Aim of the exercise: Repeat every line of the material below, unchanged.

Given records:
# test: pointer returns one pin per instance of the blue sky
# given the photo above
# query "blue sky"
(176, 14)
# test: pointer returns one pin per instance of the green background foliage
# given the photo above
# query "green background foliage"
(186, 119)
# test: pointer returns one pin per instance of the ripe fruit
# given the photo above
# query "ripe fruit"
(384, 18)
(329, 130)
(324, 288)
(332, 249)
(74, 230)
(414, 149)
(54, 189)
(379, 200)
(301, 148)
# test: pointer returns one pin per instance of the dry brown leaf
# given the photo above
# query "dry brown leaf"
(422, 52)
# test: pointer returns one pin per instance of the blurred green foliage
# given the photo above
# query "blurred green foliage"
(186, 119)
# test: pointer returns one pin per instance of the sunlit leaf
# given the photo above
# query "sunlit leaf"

The result:
# test: pointer returns one pin per instance of the blue sky
# given the photo above
# query "blue sky"
(176, 14)
# test: pointer returns one pin per instance of the green background foliage
# given the photo above
# query "green background foliage"
(186, 119)
# test: pointer returns one pin per instance of the ripe fruit
# given the photo above
# query "ripe fruit"
(384, 18)
(329, 130)
(324, 288)
(332, 249)
(74, 230)
(414, 149)
(54, 189)
(379, 200)
(301, 148)
# test: pointer returns one pin per instance of the dry brown leaf
# given the photo above
# query "dry brown leaf"
(422, 52)
# test: pointer returns one pin per instance of the blurred green foliage
# given the photo above
# query "blurred green foliage"
(186, 119)
# test: pointer returns one pin per instance of the sunlit leaf
# given the photo above
# query "sunlit leaf"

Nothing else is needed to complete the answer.